Transcribe each entry exactly, without pictures.

*** Material supplied ***

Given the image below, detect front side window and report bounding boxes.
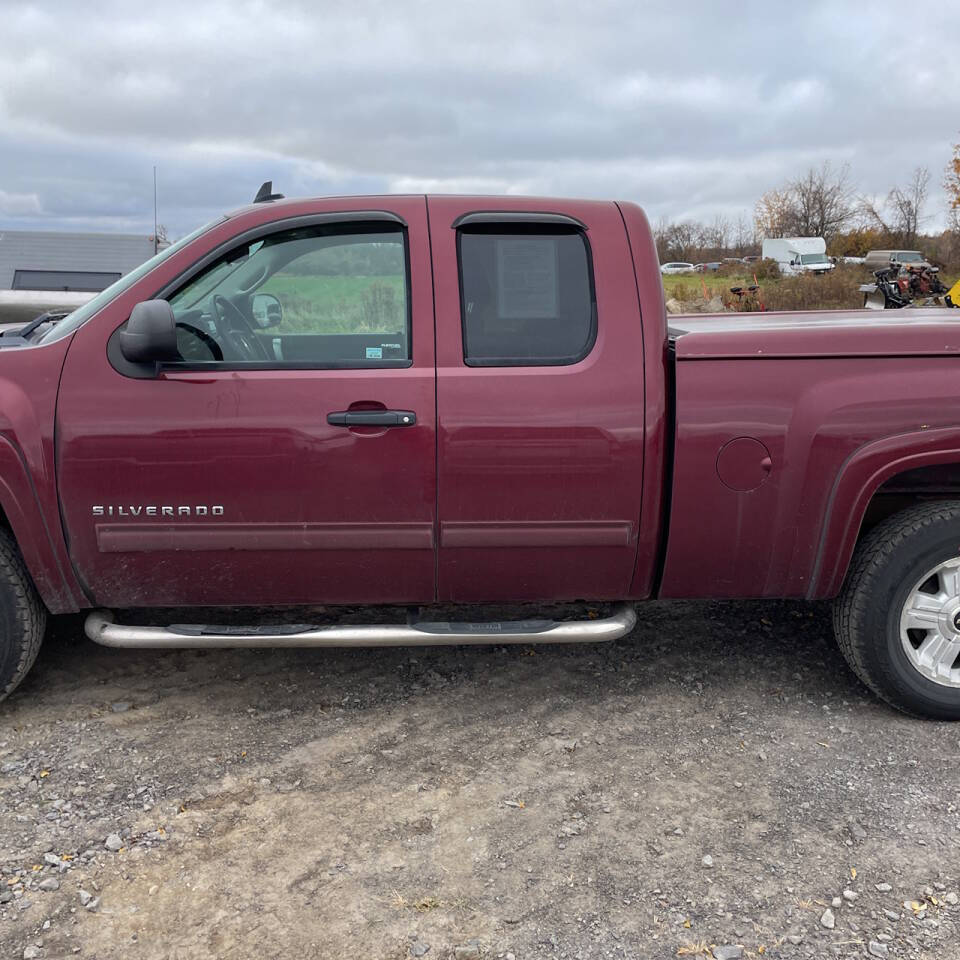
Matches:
[458,225,595,366]
[165,223,409,367]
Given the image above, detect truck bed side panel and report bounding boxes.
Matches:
[659,354,960,599]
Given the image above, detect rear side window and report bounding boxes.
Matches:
[458,225,596,366]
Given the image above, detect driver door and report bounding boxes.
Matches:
[56,198,437,608]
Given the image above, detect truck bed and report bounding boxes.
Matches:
[660,305,960,602]
[669,308,960,359]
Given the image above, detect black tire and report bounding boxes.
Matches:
[834,502,960,719]
[0,528,46,704]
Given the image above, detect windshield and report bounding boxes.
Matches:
[899,252,923,262]
[38,218,224,343]
[800,253,829,264]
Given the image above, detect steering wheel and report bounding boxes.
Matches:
[175,321,223,363]
[211,294,271,361]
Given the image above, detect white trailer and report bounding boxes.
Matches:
[761,237,835,276]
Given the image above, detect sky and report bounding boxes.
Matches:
[1,0,958,240]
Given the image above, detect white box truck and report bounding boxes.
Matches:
[761,237,835,276]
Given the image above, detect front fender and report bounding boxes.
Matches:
[0,434,82,613]
[809,426,960,598]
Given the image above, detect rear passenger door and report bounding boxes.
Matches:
[427,198,647,602]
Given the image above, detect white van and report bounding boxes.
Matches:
[761,237,835,276]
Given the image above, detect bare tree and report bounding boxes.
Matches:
[946,138,960,231]
[755,162,857,241]
[702,215,730,255]
[652,216,672,263]
[754,187,794,240]
[788,162,857,239]
[861,167,931,246]
[732,214,756,255]
[655,220,702,263]
[655,213,757,262]
[890,167,930,245]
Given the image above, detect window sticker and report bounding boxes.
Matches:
[365,346,383,359]
[495,237,559,319]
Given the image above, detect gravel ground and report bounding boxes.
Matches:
[1,599,958,960]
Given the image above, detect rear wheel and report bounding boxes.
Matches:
[0,530,46,703]
[834,502,960,719]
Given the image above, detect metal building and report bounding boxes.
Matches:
[0,230,161,292]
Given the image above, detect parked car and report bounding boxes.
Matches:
[742,255,761,264]
[1,187,960,719]
[693,262,721,273]
[761,237,835,275]
[863,250,932,272]
[660,262,694,275]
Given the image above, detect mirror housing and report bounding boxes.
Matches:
[119,300,179,364]
[251,293,283,329]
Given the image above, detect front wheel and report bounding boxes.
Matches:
[834,502,960,719]
[0,529,46,704]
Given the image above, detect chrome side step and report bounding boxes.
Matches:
[84,605,636,649]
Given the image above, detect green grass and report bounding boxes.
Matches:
[258,273,406,334]
[662,272,756,301]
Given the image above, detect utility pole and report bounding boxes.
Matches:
[153,166,158,255]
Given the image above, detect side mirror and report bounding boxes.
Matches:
[119,300,179,364]
[251,293,283,329]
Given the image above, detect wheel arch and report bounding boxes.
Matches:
[810,426,960,599]
[0,434,82,613]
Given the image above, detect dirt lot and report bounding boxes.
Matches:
[1,600,958,960]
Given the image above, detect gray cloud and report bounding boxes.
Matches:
[1,0,957,237]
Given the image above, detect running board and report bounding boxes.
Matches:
[84,605,637,649]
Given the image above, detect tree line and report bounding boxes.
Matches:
[655,140,960,268]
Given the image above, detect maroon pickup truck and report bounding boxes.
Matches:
[1,185,960,719]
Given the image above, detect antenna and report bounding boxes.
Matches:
[153,166,158,254]
[254,181,285,203]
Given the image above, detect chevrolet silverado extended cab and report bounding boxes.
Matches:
[1,186,960,719]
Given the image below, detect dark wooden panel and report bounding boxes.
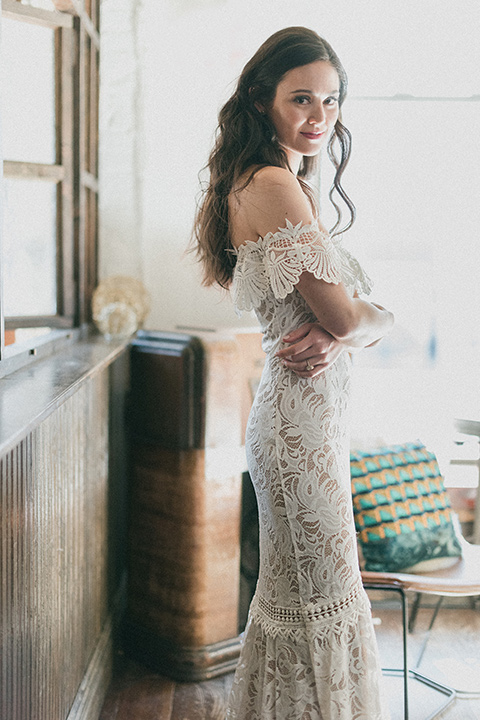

*** End of Material supplied ***

=== Reply to the exercise ===
Given the image below, detect front side window and report bounding boxes.
Matches:
[458,225,595,366]
[165,223,409,367]
Given the image above, detect truck bed side panel and report bounding boxes.
Matches:
[659,354,960,599]
Given the image above, detect rear side window and report bounding boxes.
Matches:
[458,225,596,366]
Given the image above, detect driver door and report bounding boxes.
Matches:
[56,198,437,608]
Given the image above, detect truck bed and report bounding boxes.
Matches:
[660,305,960,602]
[669,308,960,359]
Given the image above, detect black tire and report bounding boxes.
Matches:
[834,502,960,719]
[0,528,46,704]
Given the image above, detect windshield and report bounding boxes.
Matches:
[899,252,923,262]
[38,218,224,343]
[800,253,829,264]
Given the image above, detect steering wheel and report bounding boxes.
Matches:
[175,321,223,363]
[211,294,271,361]
Given the image above, detect white trailer and report bounding boxes.
Matches:
[761,237,835,276]
Given the image above, detect sky and report bounding boxes.
Matches:
[1,0,958,240]
Given the image above, detect white box truck and report bounding boxes.
Matches:
[761,237,835,276]
Given the image above, detect front fender and report bounding boxes.
Matches:
[0,434,82,613]
[809,426,960,598]
Given the image above, detect rear passenger door and report bounding boxes.
Matches:
[427,198,647,602]
Given the image above, detect white van and report bounding boxes.
Matches:
[761,237,835,276]
Given the image above, detect bare tree and report bounding boxes.
Matches:
[946,138,960,231]
[755,162,857,241]
[702,215,730,255]
[652,216,672,263]
[754,187,794,240]
[788,162,857,239]
[861,167,931,246]
[732,214,756,255]
[655,220,702,263]
[655,213,757,262]
[890,167,930,245]
Given the image above, detect window sticker and report bounding boxes.
Matches:
[365,346,383,359]
[495,237,559,319]
Given the image above, detect gravel ground and report bounding boxes.
Matches:
[1,599,958,960]
Given the image above, detect rear wheel and report bounding boxes.
Matches:
[0,530,46,703]
[834,502,960,719]
Given the image above, detect metal building and report bounding boxes.
Matches:
[0,230,161,292]
Given the image above, detect parked car and report bounding boxes.
Matches:
[742,255,761,264]
[1,187,960,719]
[693,262,721,273]
[761,237,835,275]
[863,250,932,272]
[660,262,694,275]
Given the image above, detect mirror housing and report bounding boxes.
Matches:
[119,300,179,364]
[251,293,283,329]
Given the image above, detect front wheel and report bounding boxes.
Matches:
[834,502,960,719]
[0,529,46,704]
Given the image above, detect chrome side step and report bounding boxes.
Matches:
[84,605,636,649]
Given the image above, detect green grass and report bounding boxes.
Matches:
[258,273,406,334]
[662,272,756,301]
Given the image above, detect utility pole and report bounding boxes.
Matches:
[153,166,158,255]
Given the image above, detect side mirror and report bounding boxes.
Matches:
[119,300,179,364]
[251,293,283,329]
Given the image above, detect wheel arch and report bounding boxes.
Matches:
[810,426,960,599]
[0,434,82,613]
Given the image above, detect dirt lot and report bounding boxes.
Matches:
[1,600,958,960]
Given the image above, detect gray cloud and report bounding boxes.
Matches:
[1,0,957,237]
Given the image above, detect running board and report bounding boxes.
Matches:
[84,605,637,649]
Given the image above, detect tree line and report bounding boxes.
Matches:
[655,140,960,268]
Given the image above, detect maroon pickup truck and report bounding boxes.
Matches:
[1,185,960,719]
Given the image above, detect antenna and report bounding boxes.
Matches:
[153,166,158,254]
[254,181,285,203]
Given the image above, detect chevrolet silverado extended cab and report bounding boxes.
Matches:
[1,186,960,719]
Given the image below, detect dark wooden panel and report bounding boxes.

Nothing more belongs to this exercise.